(Items listed in a dataset)
....
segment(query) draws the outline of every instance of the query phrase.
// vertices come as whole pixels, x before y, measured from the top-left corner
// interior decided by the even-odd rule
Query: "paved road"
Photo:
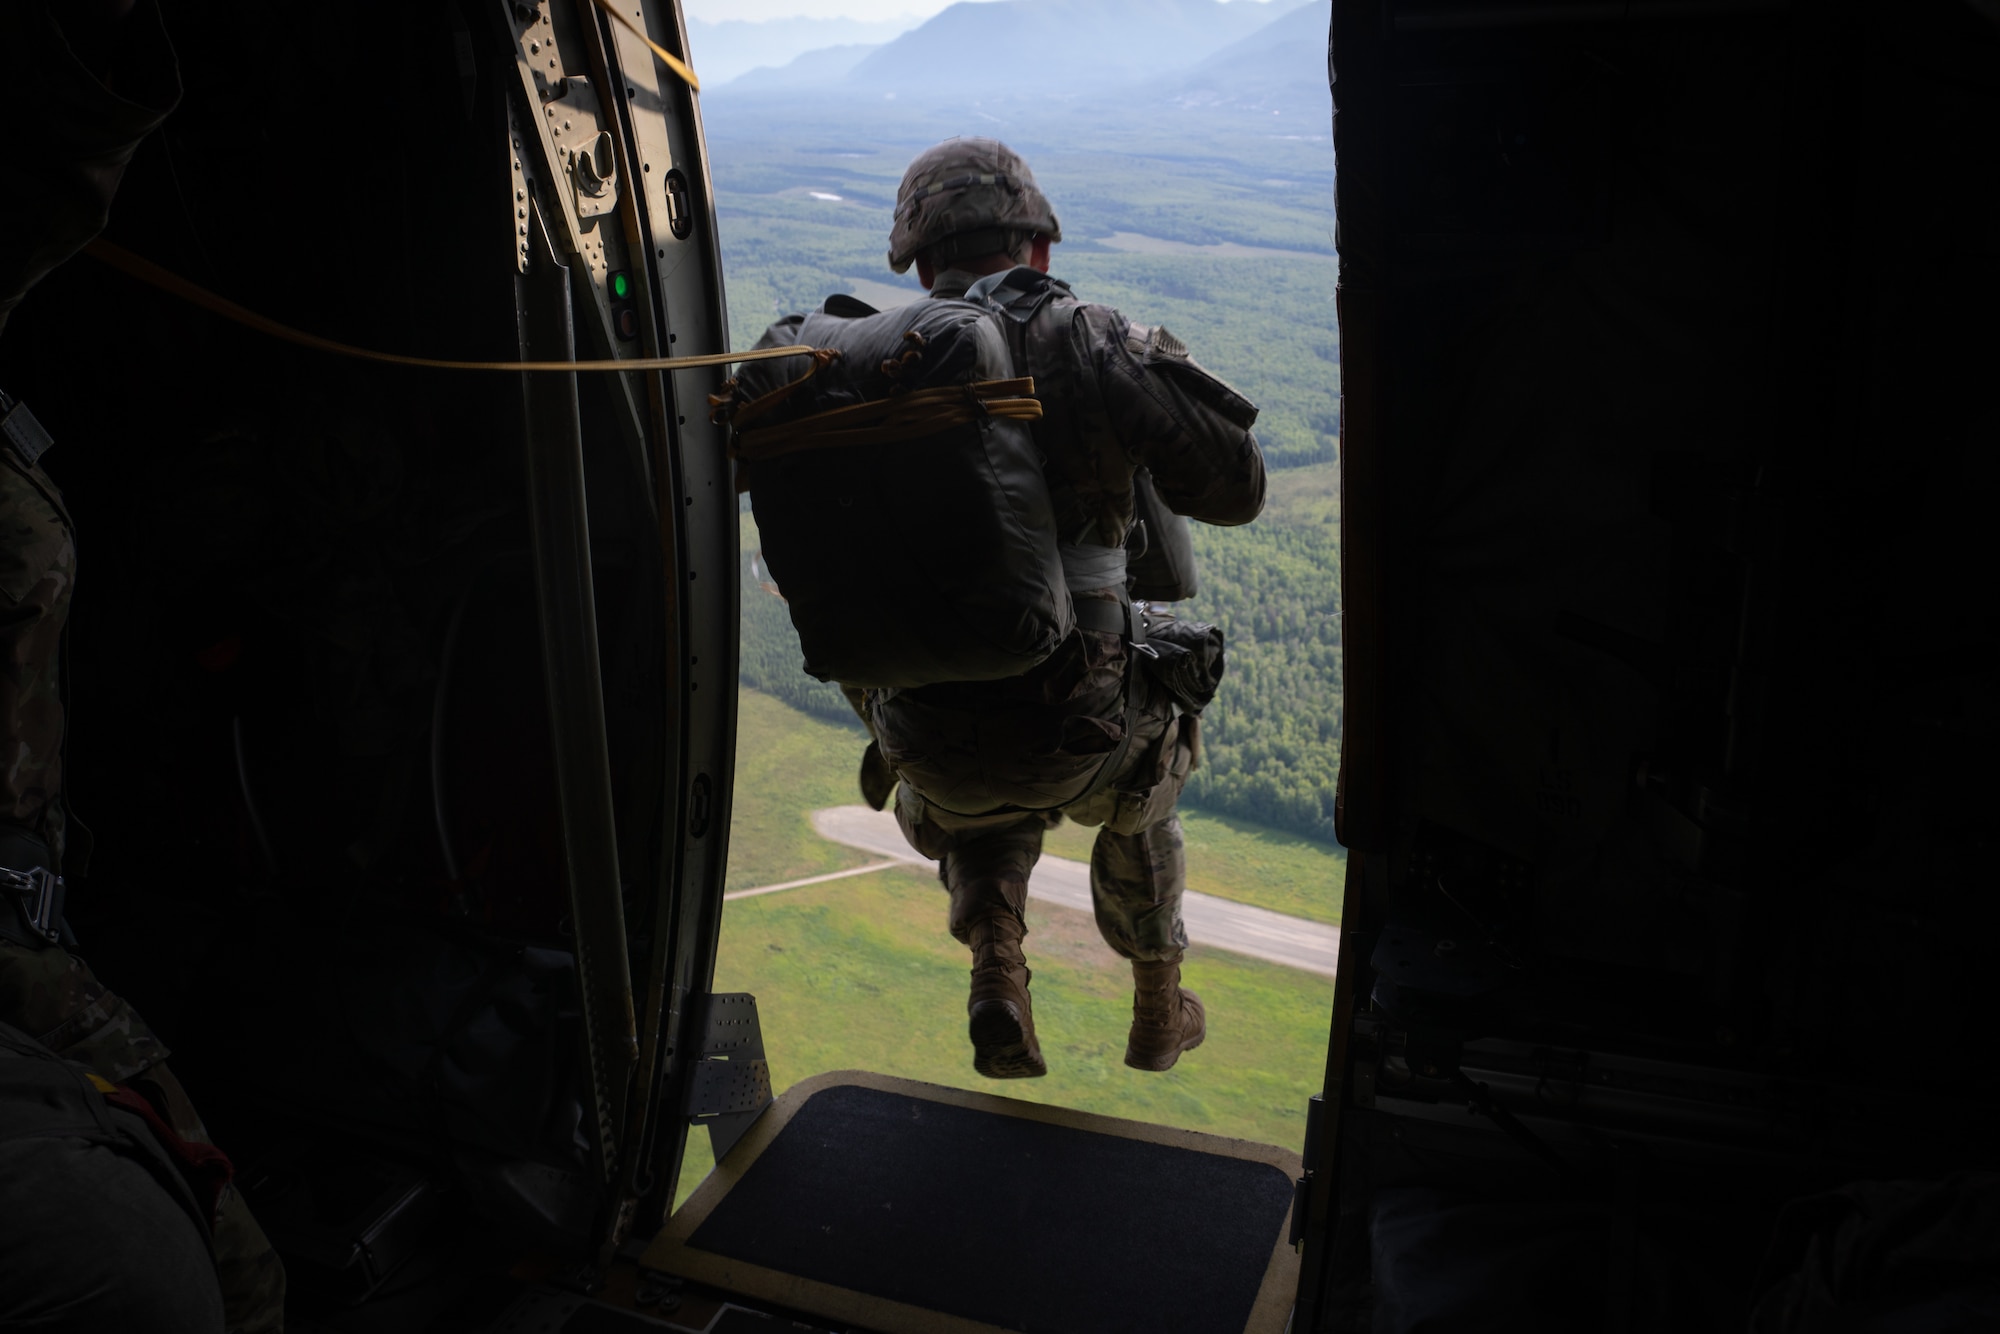
[[[821,838],[835,843],[893,861],[936,865],[904,840],[903,831],[896,827],[896,817],[888,811],[871,811],[866,806],[832,806],[814,811],[812,822]],[[1034,876],[1028,881],[1028,896],[1089,912],[1090,868],[1082,862],[1044,854],[1035,863]],[[1340,954],[1337,926],[1288,917],[1247,903],[1232,903],[1212,894],[1189,890],[1181,902],[1181,916],[1187,922],[1188,939],[1197,945],[1247,954],[1288,968],[1303,968],[1331,977],[1334,961]]]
....
**Aim of the task**
Since pictures are not part of the copy, set down only the remaining data exactly.

**Reply to the exercise**
segment(query) draws the outline of every instance of the query phrase.
// vertices come as whole pixels, x before y, measured from the top-left corner
// interior decided by the even-odd rule
Query: "paved road"
Photo:
[[[821,838],[835,843],[893,861],[936,865],[904,840],[903,831],[896,827],[896,817],[888,811],[871,811],[866,806],[832,806],[814,811],[812,822]],[[1034,876],[1028,881],[1028,896],[1089,912],[1090,868],[1082,862],[1044,854],[1035,863]],[[1340,954],[1337,926],[1288,917],[1247,903],[1232,903],[1212,894],[1189,890],[1181,902],[1181,916],[1187,922],[1188,939],[1197,945],[1247,954],[1288,968],[1303,968],[1331,977],[1334,961]]]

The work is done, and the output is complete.